Referring expression pointing data:

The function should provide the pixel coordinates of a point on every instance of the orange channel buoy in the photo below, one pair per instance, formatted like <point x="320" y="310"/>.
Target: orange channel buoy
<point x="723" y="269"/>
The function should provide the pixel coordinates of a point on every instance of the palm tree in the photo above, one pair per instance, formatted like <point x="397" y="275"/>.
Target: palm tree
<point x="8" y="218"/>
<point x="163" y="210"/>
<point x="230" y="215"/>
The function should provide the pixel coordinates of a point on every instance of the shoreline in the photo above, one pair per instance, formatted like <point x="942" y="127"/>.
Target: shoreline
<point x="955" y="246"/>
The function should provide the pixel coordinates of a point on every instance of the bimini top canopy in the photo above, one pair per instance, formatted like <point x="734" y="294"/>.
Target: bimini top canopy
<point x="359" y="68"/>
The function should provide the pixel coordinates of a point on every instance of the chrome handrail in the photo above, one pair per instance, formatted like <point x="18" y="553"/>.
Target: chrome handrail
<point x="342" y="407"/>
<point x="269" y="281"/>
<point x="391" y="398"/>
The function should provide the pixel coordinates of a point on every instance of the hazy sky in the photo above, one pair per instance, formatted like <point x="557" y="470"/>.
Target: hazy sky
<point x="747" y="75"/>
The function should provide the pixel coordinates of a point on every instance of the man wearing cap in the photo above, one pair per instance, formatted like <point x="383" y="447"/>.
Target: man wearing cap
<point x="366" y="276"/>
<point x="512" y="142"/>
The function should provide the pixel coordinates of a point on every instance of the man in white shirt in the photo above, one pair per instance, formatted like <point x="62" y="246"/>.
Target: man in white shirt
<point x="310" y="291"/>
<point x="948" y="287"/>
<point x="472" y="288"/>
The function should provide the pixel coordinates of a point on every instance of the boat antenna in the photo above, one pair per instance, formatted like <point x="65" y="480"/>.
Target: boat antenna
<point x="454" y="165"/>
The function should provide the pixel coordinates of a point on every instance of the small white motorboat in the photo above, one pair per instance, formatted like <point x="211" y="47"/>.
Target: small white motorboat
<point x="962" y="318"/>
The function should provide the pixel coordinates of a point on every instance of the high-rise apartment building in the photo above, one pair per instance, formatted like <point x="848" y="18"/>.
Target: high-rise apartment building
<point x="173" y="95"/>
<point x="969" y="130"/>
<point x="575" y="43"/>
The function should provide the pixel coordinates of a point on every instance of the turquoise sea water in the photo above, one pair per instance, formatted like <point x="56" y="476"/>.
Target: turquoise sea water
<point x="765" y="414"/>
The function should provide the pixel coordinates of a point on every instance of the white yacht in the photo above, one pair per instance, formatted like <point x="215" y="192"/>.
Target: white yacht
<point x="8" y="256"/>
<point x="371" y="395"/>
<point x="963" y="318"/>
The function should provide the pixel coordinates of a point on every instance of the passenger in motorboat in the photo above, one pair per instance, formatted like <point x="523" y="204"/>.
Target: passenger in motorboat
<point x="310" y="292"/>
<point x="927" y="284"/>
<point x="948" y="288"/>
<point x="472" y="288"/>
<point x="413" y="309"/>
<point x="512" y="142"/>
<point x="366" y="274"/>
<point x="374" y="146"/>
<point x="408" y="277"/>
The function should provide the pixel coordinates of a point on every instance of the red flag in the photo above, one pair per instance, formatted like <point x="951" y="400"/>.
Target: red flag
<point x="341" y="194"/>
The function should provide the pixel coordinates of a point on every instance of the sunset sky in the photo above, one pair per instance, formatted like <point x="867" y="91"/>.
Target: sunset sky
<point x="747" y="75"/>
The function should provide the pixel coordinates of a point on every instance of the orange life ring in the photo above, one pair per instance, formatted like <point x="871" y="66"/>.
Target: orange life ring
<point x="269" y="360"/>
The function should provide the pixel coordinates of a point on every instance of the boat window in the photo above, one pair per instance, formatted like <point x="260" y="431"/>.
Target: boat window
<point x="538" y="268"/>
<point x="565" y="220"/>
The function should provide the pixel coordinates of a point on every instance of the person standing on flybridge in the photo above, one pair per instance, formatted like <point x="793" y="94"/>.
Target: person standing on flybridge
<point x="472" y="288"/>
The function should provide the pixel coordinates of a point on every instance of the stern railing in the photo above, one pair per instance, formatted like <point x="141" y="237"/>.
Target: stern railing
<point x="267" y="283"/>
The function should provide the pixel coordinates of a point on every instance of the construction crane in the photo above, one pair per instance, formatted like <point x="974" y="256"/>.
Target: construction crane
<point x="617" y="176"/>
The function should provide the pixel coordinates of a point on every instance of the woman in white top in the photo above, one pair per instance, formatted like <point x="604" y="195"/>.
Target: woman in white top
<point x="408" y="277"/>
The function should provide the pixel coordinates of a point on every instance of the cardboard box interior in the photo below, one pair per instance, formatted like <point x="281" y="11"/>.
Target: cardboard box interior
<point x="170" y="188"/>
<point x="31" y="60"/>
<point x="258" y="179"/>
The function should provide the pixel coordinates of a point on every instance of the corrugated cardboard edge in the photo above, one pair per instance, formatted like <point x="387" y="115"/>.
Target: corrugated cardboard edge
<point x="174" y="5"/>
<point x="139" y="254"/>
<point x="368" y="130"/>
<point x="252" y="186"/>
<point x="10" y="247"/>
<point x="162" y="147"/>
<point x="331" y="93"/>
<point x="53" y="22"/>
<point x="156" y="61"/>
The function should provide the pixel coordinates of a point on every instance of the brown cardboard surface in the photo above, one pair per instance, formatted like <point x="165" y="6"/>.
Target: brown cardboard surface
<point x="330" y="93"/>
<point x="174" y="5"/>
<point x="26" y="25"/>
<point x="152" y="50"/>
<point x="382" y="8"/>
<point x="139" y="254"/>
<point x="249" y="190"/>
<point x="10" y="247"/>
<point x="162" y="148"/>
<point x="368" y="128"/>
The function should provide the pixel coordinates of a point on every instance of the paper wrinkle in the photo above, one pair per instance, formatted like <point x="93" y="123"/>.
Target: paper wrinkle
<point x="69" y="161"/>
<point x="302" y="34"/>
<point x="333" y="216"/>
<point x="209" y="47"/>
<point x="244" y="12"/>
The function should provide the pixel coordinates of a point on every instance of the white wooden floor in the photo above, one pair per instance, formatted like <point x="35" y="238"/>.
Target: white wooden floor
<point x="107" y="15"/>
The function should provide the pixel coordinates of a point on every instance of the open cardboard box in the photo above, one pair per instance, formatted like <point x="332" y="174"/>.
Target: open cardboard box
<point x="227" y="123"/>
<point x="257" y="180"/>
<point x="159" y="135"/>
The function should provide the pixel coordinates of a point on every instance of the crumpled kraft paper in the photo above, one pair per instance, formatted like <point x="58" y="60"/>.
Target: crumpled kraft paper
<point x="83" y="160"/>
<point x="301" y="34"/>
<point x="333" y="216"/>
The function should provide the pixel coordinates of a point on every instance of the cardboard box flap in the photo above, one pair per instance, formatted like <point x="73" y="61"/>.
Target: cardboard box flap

### WHAT TO DO
Your answer should be the exact lines above from the one with "Target: turquoise sea water" through the one with "of the passenger", both included, and nothing besides.

### RESULT FOR THIS EXERCISE
Target: turquoise sea water
<point x="765" y="414"/>
The function should provide the pixel coordinates of a point on every instance of the white yacht in the photo above, one pair per instance, formatted like <point x="215" y="192"/>.
Target: white yacht
<point x="8" y="256"/>
<point x="371" y="395"/>
<point x="963" y="318"/>
The function should provide the pixel coordinates of a point on every instance of the passenger in motorboat in the photo above, one pair per instance, formatted like <point x="523" y="204"/>.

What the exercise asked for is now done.